TEXT BLOCK =>
Understanding Induced Current and EMF in Electromagnetic Induction

[sophiecentaur]

so it would be more correct to say that no breaking effect occurs inside the coil
but as it enters / leaves we will get current and hence breaking effect?
(inside the tube we DO get breaking effect due to eddy currents though, right)

Only if there is a connection between the two ends of the coil. A scope won't make it happen. What path could the current take?

 

[cabraham]

Only if there is a connection between the two ends of the coil. A scope won't make it happen. What path could the current take?

Displacement current due to end to end capacitance of the coil. Once again, I hate to keep saying this, because it should be very well known. In the ac domain, we MUST DISCARD this archaic notion that in order for current to exist that a fully closed path is required. A single conductor open at both ends can and does carry a current.

I apologize for being repetitive, but this should be so well known that it needn't be necessary to remind everyone. Of course, this displacement current, depending on conditions like speed, frequency, etc. may be too small to be concerned about. In the case of the car, that is likely the case.

Also, you earlier mentioned that the scope connected in mid air can measure voltage using short dipoles. Please refer to any reference text and it will affirm that the routing of the leads will affect the reading displayed. When measuring voltage (or emf) due to time varying magnetic fields, the geometry of the leads determines the enclosed area and path of integration. This affects emf value.

Also, the integral E*dl is used to evaluate emf, but it is derived as follows. The work done transporting charge along a given path is the integral F*dl. Voltage is defined as work per charge. So emf is the integral of (F*dl)/q. But F/q is simply E, so we write integral E*dl. But there is a restriction.

If q = 0, then F/q is undefined. What is the work transporting no charge around a given path? Answer is zero. What is the charge? Answer is zero. What is the voltage/emf? Answer is work divided by charge which is 0/0! In math 0/0 is known as indeterminate. It is undefined. Although integral E*dl is defined, work/charge is 0/0. Integral E*dl is derived from integral (F*dl)/q, which is the most fundamental since work/charge is the very definition of voltage.

RECORD SET =>

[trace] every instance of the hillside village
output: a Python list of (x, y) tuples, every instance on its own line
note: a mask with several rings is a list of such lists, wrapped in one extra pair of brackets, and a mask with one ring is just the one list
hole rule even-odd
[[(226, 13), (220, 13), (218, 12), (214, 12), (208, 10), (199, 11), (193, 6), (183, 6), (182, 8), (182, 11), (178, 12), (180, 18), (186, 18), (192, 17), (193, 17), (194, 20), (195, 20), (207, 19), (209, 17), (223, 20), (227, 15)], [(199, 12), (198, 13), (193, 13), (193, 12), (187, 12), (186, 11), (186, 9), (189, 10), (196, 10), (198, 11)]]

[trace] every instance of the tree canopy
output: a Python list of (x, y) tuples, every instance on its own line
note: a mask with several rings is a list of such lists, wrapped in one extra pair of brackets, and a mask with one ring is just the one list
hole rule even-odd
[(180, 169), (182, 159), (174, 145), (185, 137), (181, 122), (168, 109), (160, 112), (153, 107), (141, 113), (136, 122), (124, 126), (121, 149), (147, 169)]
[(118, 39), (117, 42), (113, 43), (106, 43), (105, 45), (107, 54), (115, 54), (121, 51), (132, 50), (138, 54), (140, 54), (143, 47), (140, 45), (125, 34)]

AIM OF THE TASK => Reproduce the full forum thread on induced current and EMF, word for word.

YOUR RESPONSE =>
Understanding Induced Current and EMF in Electromagnetic Induction

[sophiecentaur]

so it would be more correct to say that no breaking effect occurs inside the coil
but as it enters / leaves we will get current and hence breaking effect?
(inside the tube we DO get breaking effect due to eddy currents though, right)

Only if there is a connection between the two ends of the coil. A scope won't make it happen. What path could the current take?

 

[cabraham]

Only if there is a connection between the two ends of the coil. A scope won't make it happen. What path could the current take?

Displacement current due to end to end capacitance of the coil. Once again, I hate to keep saying this, because it should be very well known. In the ac domain, we MUST DISCARD this archaic notion that in order for current to exist that a fully closed path is required. A single conductor open at both ends can and does carry a current.

I apologize for being repetitive, but this should be so well known that it needn't be necessary to remind everyone. Of course, this displacement current, depending on conditions like speed, frequency, etc. may be too small to be concerned about. In the case of the car, that is likely the case.

Also, you earlier mentioned that the scope connected in mid air can measure voltage using short dipoles. Please refer to any reference text and it will affirm that the routing of the leads will affect the reading displayed. When measuring voltage (or emf) due to time varying magnetic fields, the geometry of the leads determines the enclosed area and path of integration. This affects emf value.

Also, the integral E*dl is used to evaluate emf, but it is derived as follows. The work done transporting charge along a given path is the integral F*dl. Voltage is defined as work per charge. So emf is the integral of (F*dl)/q. But F/q is simply E, so we write integral E*dl. But there is a restriction.

If q = 0, then F/q is undefined. What is the work transporting no charge around a given path? Answer is zero. What is the charge? Answer is zero. What is the voltage/emf? Answer is work divided by charge which is 0/0! In math 0/0 is known as indeterminate. It is undefined. Although integral E*dl is defined, work/charge is 0/0. Integral E*dl is derived from integral (F*dl)/q, which is the most fundamental since work/charge is the very definition of voltage.